[[ THE RECORDS, beginning ]]
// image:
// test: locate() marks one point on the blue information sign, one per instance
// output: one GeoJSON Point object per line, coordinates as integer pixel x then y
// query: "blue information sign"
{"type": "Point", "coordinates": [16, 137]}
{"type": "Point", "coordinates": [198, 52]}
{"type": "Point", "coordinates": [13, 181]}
[[ THE RECORDS, end ]]
» WHAT YOU ARE ASKED TO DO: Once you have read the records above, write them all out exactly.

» WRITTEN ANSWER:
// image:
// test: locate() marks one point on the blue information sign, one per instance
// output: one GeoJSON Point object per line, coordinates as integer pixel x then y
// query: "blue information sign"
{"type": "Point", "coordinates": [16, 137]}
{"type": "Point", "coordinates": [198, 52]}
{"type": "Point", "coordinates": [13, 181]}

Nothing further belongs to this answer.